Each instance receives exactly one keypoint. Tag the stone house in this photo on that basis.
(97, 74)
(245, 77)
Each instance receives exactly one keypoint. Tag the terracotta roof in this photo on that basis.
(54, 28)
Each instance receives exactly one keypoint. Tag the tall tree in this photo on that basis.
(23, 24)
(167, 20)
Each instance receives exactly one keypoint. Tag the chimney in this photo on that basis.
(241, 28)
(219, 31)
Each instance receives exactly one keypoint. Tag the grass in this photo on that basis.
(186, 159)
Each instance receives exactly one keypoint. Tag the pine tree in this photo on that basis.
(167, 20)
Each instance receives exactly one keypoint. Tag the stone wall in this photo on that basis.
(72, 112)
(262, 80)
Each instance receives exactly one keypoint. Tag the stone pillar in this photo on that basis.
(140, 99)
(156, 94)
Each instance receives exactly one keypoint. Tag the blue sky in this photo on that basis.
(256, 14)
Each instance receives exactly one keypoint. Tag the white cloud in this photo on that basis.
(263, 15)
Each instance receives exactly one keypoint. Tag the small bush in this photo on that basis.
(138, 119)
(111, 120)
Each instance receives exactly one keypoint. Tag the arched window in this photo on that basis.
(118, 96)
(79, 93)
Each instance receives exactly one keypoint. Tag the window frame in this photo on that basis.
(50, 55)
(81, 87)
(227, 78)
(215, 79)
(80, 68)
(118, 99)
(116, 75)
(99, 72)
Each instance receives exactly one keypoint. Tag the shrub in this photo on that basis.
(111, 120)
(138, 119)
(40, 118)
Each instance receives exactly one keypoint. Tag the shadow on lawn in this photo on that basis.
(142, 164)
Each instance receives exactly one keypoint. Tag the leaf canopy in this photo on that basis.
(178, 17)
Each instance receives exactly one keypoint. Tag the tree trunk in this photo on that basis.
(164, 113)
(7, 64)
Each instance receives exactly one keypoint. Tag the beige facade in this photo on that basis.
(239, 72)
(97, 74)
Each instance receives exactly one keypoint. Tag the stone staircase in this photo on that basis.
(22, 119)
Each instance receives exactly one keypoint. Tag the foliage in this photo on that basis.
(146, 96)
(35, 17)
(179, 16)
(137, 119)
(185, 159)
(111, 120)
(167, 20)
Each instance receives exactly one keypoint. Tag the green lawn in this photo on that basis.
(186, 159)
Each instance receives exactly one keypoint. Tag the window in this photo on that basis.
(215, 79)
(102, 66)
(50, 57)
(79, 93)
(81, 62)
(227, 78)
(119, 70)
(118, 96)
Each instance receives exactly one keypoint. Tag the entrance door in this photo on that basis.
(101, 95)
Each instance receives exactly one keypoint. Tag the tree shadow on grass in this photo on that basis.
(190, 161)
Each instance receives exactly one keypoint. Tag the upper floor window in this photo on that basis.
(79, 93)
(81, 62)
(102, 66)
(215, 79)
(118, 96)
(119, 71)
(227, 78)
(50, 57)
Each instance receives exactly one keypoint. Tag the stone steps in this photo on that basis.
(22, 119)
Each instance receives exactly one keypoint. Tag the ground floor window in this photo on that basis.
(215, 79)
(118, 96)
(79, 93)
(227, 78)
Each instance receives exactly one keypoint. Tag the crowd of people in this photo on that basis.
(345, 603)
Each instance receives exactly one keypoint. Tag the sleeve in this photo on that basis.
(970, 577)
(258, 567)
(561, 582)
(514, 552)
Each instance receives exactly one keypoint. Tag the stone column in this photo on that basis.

### DIRECTIONS
Can you convert all of the records above into a numbered list, one line per item, with blank lines left out?

### RESPONSE TO THE EXERCISE
1. Each instance receives exactly one keypoint. Tag the stone house in this photo on that basis.
2. (97, 74)
3. (245, 77)
4. Each instance receives exactly one keypoint. Tag the terracotta roof in this photo on that basis.
5. (54, 28)
6. Each instance receives exactly one keypoint. Tag the tall tree in this photo on that basis.
7. (23, 24)
8. (167, 20)
9. Each instance receives exactly one keypoint. Tag the chimney in this photo on that basis.
10. (241, 28)
11. (219, 31)
12. Each instance receives exactly one keypoint. Tag the grass in this photo on that basis.
13. (186, 159)
14. Each instance receives exactly one keypoint. Tag the pine tree in this photo on that basis.
15. (167, 20)
16. Each instance receives exactly one keypoint. Tag the stone wall in this photo on that basis.
17. (72, 112)
18. (262, 80)
19. Each instance receives exactly one keypoint. Tag the stone pillar in this photo on that basis.
20. (140, 99)
21. (156, 94)
22. Each instance receives exactly one keypoint. Tag the blue sky in this photo on that basis.
23. (256, 14)
24. Each instance receives exactly one keypoint. Tag the white cloud in this photo on that basis.
25. (263, 15)
26. Each instance receives exactly one keypoint. Tag the small bush in this photo on that basis.
27. (138, 119)
28. (111, 120)
29. Each instance receives exactly one keypoint. Tag the arched window in this photo on that basis.
30. (118, 96)
31. (79, 93)
32. Each instance receives exactly one keypoint. Tag the window frame in this photo on that basis.
33. (50, 55)
34. (81, 87)
35. (227, 78)
36. (215, 79)
37. (80, 68)
38. (118, 99)
39. (116, 75)
40. (99, 72)
41. Each instance receives exactly one keypoint. Tag the shrub in this photo on that basis.
42. (111, 120)
43. (138, 119)
44. (40, 118)
45. Each instance receives exactly one keypoint. Tag the shadow on lawn in this photo on that basis.
46. (142, 164)
47. Each instance receives exactly one keypoint. Tag the leaf canopy in this photo on that basis.
48. (178, 17)
49. Each instance receives exactly one keypoint. Tag the tree trunk in this photo on that basis.
50. (164, 113)
51. (7, 64)
52. Each instance receives exactly one keypoint. Tag the beige facade in this photo on that basis.
53. (239, 72)
54. (97, 74)
55. Each instance receives exactly one keypoint. Tag the stone staircase in this photo on that basis.
56. (22, 119)
57. Each instance receives exactly one keypoint. Tag the foliage in this photo on that basis.
58. (146, 96)
59. (35, 17)
60. (179, 16)
61. (137, 119)
62. (185, 159)
63. (111, 120)
64. (167, 20)
65. Each instance receives exactly one keypoint. Tag the green lawn in this photo on that basis.
66. (186, 159)
67. Each instance receives exactly one keypoint. Tag the window in this photo on that basis.
68. (215, 79)
69. (102, 66)
70. (50, 57)
71. (79, 93)
72. (81, 62)
73. (227, 78)
74. (119, 70)
75. (118, 96)
76. Each instance receives exactly one keypoint. Tag the entrance door in this photo on that basis.
77. (101, 95)
78. Each instance receives exactly one keypoint. Tag the tree shadow on grass in this photo on that basis.
79. (190, 161)
80. Each instance receives exactly one keypoint. Tag the upper floor window in this photo on that basis.
81. (79, 93)
82. (81, 62)
83. (102, 66)
84. (215, 79)
85. (118, 96)
86. (119, 71)
87. (227, 78)
88. (50, 57)
89. Each instance receives exactly one keypoint. Tag the stone steps in this photo on that basis.
90. (22, 119)
91. Each instance receives exactly one keypoint. Tag the ground floor window in this photo on that basis.
92. (215, 79)
93. (118, 96)
94. (79, 93)
95. (227, 78)
96. Each instance receives exactly one keypoint. Tag the crowd of people in this photo on that basis.
97. (345, 603)
98. Each instance receives exactly one keypoint. Tag the sleeve in this photo on that basis.
99. (970, 577)
100. (258, 567)
101. (561, 582)
102. (514, 552)
103. Each instance receives exactly one keypoint. Tag the stone column in this photo on that basis.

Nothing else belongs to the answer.